━━ Data lines ━━
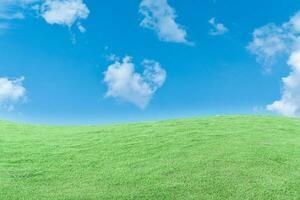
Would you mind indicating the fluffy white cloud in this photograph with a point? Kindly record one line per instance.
(289, 104)
(61, 12)
(126, 84)
(160, 17)
(64, 12)
(217, 28)
(11, 92)
(272, 41)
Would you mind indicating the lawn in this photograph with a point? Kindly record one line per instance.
(233, 157)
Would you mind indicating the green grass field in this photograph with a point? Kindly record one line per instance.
(236, 157)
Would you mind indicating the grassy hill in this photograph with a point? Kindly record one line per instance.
(202, 158)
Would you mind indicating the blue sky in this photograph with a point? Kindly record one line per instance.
(119, 61)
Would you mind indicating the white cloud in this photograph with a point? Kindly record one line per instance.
(126, 84)
(161, 17)
(270, 42)
(61, 12)
(64, 12)
(217, 28)
(11, 92)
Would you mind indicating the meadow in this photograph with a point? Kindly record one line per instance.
(229, 157)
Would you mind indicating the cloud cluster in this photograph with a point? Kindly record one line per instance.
(61, 12)
(161, 17)
(11, 92)
(270, 42)
(217, 28)
(126, 84)
(66, 12)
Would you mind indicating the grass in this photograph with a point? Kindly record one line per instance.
(236, 157)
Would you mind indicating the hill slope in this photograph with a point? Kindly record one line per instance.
(206, 158)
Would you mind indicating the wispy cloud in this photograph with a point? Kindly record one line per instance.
(60, 12)
(126, 84)
(270, 42)
(217, 28)
(12, 91)
(66, 12)
(161, 17)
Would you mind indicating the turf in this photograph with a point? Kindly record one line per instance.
(234, 157)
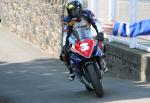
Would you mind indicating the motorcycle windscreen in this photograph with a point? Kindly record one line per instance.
(84, 48)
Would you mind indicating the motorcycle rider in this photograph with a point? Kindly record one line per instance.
(78, 22)
(116, 28)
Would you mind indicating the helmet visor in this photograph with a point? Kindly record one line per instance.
(75, 12)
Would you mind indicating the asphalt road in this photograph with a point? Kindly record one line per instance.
(28, 75)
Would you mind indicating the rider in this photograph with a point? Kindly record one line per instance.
(77, 22)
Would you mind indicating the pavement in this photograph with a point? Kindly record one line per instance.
(29, 75)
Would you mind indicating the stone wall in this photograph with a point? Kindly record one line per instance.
(37, 21)
(127, 63)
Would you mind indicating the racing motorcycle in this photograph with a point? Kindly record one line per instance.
(86, 58)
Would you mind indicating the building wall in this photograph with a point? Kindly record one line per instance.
(37, 21)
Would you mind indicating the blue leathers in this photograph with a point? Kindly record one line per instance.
(132, 30)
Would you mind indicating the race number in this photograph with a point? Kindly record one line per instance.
(84, 46)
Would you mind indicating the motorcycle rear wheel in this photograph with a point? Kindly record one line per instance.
(95, 81)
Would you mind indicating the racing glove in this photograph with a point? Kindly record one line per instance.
(100, 36)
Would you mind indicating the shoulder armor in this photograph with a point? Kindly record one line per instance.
(87, 15)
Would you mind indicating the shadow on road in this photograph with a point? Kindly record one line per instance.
(45, 81)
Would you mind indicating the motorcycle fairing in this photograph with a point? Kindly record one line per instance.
(84, 48)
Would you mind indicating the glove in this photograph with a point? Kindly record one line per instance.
(100, 36)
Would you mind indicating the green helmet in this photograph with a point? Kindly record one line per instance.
(74, 9)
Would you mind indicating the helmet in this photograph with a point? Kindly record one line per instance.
(74, 9)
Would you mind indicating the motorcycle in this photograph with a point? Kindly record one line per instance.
(86, 59)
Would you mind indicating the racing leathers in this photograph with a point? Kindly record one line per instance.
(79, 30)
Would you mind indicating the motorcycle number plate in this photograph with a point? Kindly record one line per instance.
(84, 48)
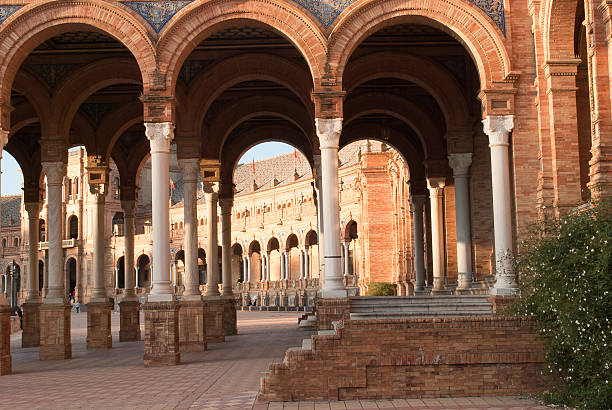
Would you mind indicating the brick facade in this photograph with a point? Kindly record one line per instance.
(412, 358)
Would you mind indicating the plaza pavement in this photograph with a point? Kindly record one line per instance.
(224, 377)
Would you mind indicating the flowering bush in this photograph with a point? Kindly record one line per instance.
(564, 266)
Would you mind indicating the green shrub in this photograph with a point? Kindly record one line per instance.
(565, 275)
(381, 289)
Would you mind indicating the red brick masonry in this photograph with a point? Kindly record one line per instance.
(412, 358)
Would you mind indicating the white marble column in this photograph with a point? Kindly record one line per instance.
(55, 172)
(301, 264)
(129, 293)
(436, 198)
(33, 210)
(345, 248)
(460, 163)
(498, 127)
(416, 203)
(189, 168)
(328, 131)
(226, 246)
(160, 136)
(211, 196)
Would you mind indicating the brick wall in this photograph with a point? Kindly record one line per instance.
(413, 358)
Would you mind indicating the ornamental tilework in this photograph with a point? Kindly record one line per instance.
(326, 11)
(7, 11)
(157, 13)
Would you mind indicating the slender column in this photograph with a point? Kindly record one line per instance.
(249, 268)
(306, 263)
(436, 192)
(160, 135)
(226, 255)
(55, 172)
(498, 128)
(129, 273)
(460, 163)
(345, 247)
(189, 168)
(33, 210)
(417, 202)
(328, 131)
(212, 253)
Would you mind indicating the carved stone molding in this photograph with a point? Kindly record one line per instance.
(328, 131)
(497, 128)
(160, 134)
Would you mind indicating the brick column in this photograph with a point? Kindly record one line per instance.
(98, 309)
(55, 311)
(561, 90)
(161, 310)
(31, 308)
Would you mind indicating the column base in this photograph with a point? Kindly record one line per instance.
(55, 331)
(5, 341)
(161, 334)
(230, 325)
(129, 317)
(332, 310)
(213, 320)
(192, 332)
(30, 337)
(99, 325)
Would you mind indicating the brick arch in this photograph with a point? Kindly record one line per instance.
(435, 79)
(464, 21)
(231, 153)
(559, 25)
(199, 20)
(429, 133)
(235, 70)
(67, 99)
(411, 153)
(255, 106)
(35, 23)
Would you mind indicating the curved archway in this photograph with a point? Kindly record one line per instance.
(468, 24)
(198, 21)
(28, 27)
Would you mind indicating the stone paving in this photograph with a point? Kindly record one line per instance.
(224, 377)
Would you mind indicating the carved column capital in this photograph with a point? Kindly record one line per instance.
(328, 131)
(160, 134)
(460, 163)
(497, 128)
(189, 169)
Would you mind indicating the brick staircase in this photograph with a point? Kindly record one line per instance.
(385, 307)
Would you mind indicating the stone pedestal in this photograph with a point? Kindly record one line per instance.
(129, 316)
(161, 334)
(30, 336)
(99, 325)
(55, 331)
(332, 310)
(5, 341)
(192, 332)
(230, 325)
(213, 320)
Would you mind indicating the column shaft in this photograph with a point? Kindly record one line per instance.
(328, 131)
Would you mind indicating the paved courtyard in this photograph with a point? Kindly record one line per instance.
(224, 377)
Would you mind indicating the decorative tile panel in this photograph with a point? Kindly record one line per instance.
(7, 11)
(157, 13)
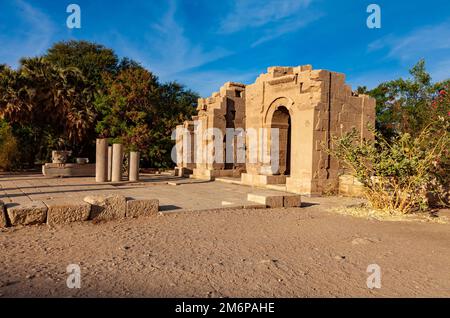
━━━
Written request:
Turn all the items above into a numbered list, skipping any blank lines. Leave the pictures out of your answer.

Exercise answer:
1. Would you mind indicating the fluffy white cloud in this photograph with a point? Kindly record one line per instance.
2. (289, 104)
3. (61, 12)
4. (126, 84)
5. (160, 17)
6. (64, 12)
7. (217, 28)
8. (11, 92)
9. (272, 41)
10. Would you mind indicating the lawn in this photograph with a point? Kindly record one line per instance.
11. (233, 157)
12. Would you mind indicating the green grass field in this photograph with a point? Kindly record one line per instance.
13. (236, 157)
14. Would you mind indicating the grassy hill in this photograph with a point? Kindly record one line per instance.
15. (202, 158)
16. Would you mind indicating the blue sky in this photograph with a point? Kindly record one line per instance.
17. (119, 61)
18. Would you mind indicating the white cloud in this photograph with a point? Kindly record one line per instance.
19. (126, 84)
20. (161, 17)
21. (270, 42)
22. (61, 12)
23. (64, 12)
24. (217, 28)
25. (11, 92)
26. Would you mind indicating the meadow in this photograph with a point? Kindly record one line per instance.
27. (229, 157)
28. Would you mind indicating the cloud cluster in this photograph with a point? Kindly record one line per instance.
29. (61, 12)
30. (161, 17)
31. (11, 92)
32. (270, 42)
33. (217, 28)
34. (126, 84)
35. (66, 12)
36. Would you mind indicating the grass in this photograph with a point? Kindly record one line per instance.
37. (236, 157)
38. Would you mind indicating the hill slope in this photograph with a point? Kindly record one line per instance.
39. (206, 158)
40. Would you mind indicating the wispy cloud in this photograph with a point? Kindly record one line per instance.
41. (60, 12)
42. (126, 84)
43. (270, 42)
44. (217, 28)
45. (12, 91)
46. (66, 12)
47. (161, 17)
48. Would you mind indicating the turf in this photograph with a point? Kindly record one line per instance.
49. (234, 157)
50. Would you mind indicating the motorcycle windscreen in this photograph with a point? Kindly record one line per instance.
51. (84, 48)
52. Would you mind indicating the motorcycle rider in this photograph with a point? Kindly record one line per instance.
53. (78, 22)
54. (116, 28)
55. Would you mind indicating the helmet visor in this photograph with a point? Kindly record one line per instance.
56. (75, 12)
57. Would you mind indicating the asphalt road in this photograph with a point? Kindly record one line per instance.
58. (28, 75)
59. Would you mind indicating the rider in this photograph with a point? Kindly record one line per instance.
60. (77, 22)
61. Would you mind indicating the pavement in this photograph with a point? Kindly record one line per instance.
62. (29, 75)
63. Would you mind indicating the stone wall in this photograph with a point? Kindly record one line per instance.
64. (37, 21)
65. (127, 63)
66. Would you mind indicating the racing motorcycle in this photograph with a point? Kindly record one line per instance.
67. (86, 58)
68. Would you mind indicating the building wall in this photograph with a point? Kindly record one line per instance.
69. (37, 21)
70. Would you mind indicating the blue leathers in this photograph with a point? Kindly record one line per instance.
71. (132, 30)
72. Would you mind indicating the race number in this photograph with a point? Kindly record one line per instance.
73. (84, 46)
74. Would you mind indicating the motorcycle rear wheel in this photograph with a point? Kindly record one line per instance.
75. (95, 81)
76. Would you mind indicating the racing glove in this photograph with a point? Kindly record one line per instance.
77. (100, 36)
78. Would you mind indicating the shoulder armor in this photograph with a point? Kindly record one line per instance.
79. (87, 15)
80. Would you mind indicating the shadow on road in this photograph with a point? Kindly record one line per instance.
81. (45, 81)
82. Would you mind indicating the motorcycle fairing in this photograph with a point? Kindly record one line per instance.
83. (84, 48)
84. Would you mind indicating the glove in this photograph with a point? Kindly record one line per instance.
85. (100, 36)
86. Would you mind indicating the green helmet in this photograph with a point? Kindly record one line per instance.
87. (74, 9)
88. Would you mind indicating the helmet in this photograph with a point? Kindly record one line per instance.
89. (74, 9)
90. Would you mind indicating the motorcycle in this photograph with a point? Kindly record one line per instance.
91. (86, 59)
92. Would you mind indicating the racing leathers in this photograph with a point? Kindly record one line per instance.
93. (79, 30)
94. Would you mind indicating the motorcycle number plate in this photograph with a point? Kindly record one line per instance.
95. (84, 48)
96. Would you mind indicating the brick facade in this photograph with a point? Kindly record one line per instance.
97. (412, 358)
98. Would you mind indicating the plaza pavement in this photograph with a point? Kindly record one line per instance.
99. (224, 377)
100. Would you mind indicating the flowering bush in this photograph with a point? Kindly record one line per instance.
101. (564, 266)
102. Would you mind indicating the green shrub in this photograph with a point? Kindly record one line per instance.
103. (565, 275)
104. (381, 289)
105. Would you mind indicating the red brick masonry in this photograph with a point? Kindly record one line per instance.
106. (412, 358)
107. Would you mind indicating the white marble column in this photograph with a point? Kindly record one line per instance.
108. (55, 172)
109. (301, 264)
110. (129, 293)
111. (436, 198)
112. (33, 210)
113. (345, 248)
114. (460, 163)
115. (498, 127)
116. (416, 203)
117. (189, 168)
118. (328, 131)
119. (226, 246)
120. (160, 136)
121. (211, 196)
122. Would you mind indicating the brick wall in this photograph with a point? Kindly record one line per instance.
123. (413, 358)
124. Would you mind indicating the ornamental tilework in this photograph with a point? Kindly record one line per instance.
125. (326, 11)
126. (7, 11)
127. (157, 13)
128. Would you mind indicating the slender column in this photograph with a point? Kindly record one line per instance.
129. (249, 268)
130. (306, 263)
131. (436, 192)
132. (160, 135)
133. (226, 255)
134. (55, 172)
135. (498, 128)
136. (129, 273)
137. (460, 163)
138. (345, 247)
139. (189, 168)
140. (33, 210)
141. (417, 202)
142. (328, 131)
143. (212, 253)
144. Would you mind indicating the carved stone molding in this photograph with a point? Kindly record one line per instance.
145. (328, 131)
146. (497, 128)
147. (160, 134)
148. Would you mind indicating the brick column in this photograph with a point? Kindly record one line per instance.
149. (98, 309)
150. (55, 311)
151. (561, 90)
152. (161, 310)
153. (31, 308)
154. Would you mind indicating the column base in this photograph with a point? Kindly record one line per instance.
155. (55, 331)
156. (5, 341)
157. (161, 334)
158. (230, 325)
159. (129, 317)
160. (332, 310)
161. (213, 320)
162. (192, 332)
163. (30, 337)
164. (99, 325)
165. Would you mind indicating the brick arch in this photograph with a point? Kindly record one line per instance.
166. (435, 79)
167. (464, 21)
168. (231, 153)
169. (559, 25)
170. (199, 20)
171. (429, 133)
172. (235, 70)
173. (67, 99)
174. (411, 153)
175. (255, 106)
176. (35, 23)
177. Would you mind indicating the curved archway in this photograph with a point? Kindly record one line per instance.
178. (468, 24)
179. (198, 21)
180. (28, 27)
181. Would you mind indicating the stone paving in this photograph with a point? Kindly record one line per instance.
182. (224, 377)
183. Would you mind indicating the carved column capital in this photograph with a point? Kindly record one line per instance.
184. (328, 131)
185. (160, 134)
186. (460, 163)
187. (497, 128)
188. (189, 169)
189. Would you mind indicating the brick staircase in this photograph with a point? Kindly record one line per instance.
190. (385, 307)
191. Would you mind indicating the stone pedestal in this photograph with a point? Kindly record one line per instance.
192. (129, 316)
193. (161, 334)
194. (30, 336)
195. (99, 325)
196. (55, 331)
197. (332, 310)
198. (5, 341)
199. (192, 332)
200. (230, 325)
201. (213, 320)
202. Would you mind indicating the column shaft in this photograph with a point? Kindly record one line per instance.
203. (328, 131)
204. Would you mind indicating the paved courtyard in this photograph with a point? Kindly record one line per instance.
205. (224, 377)
206. Would you mind indicating the decorative tile panel in this photograph with a point? Kindly record one line per instance.
207. (7, 11)
208. (157, 13)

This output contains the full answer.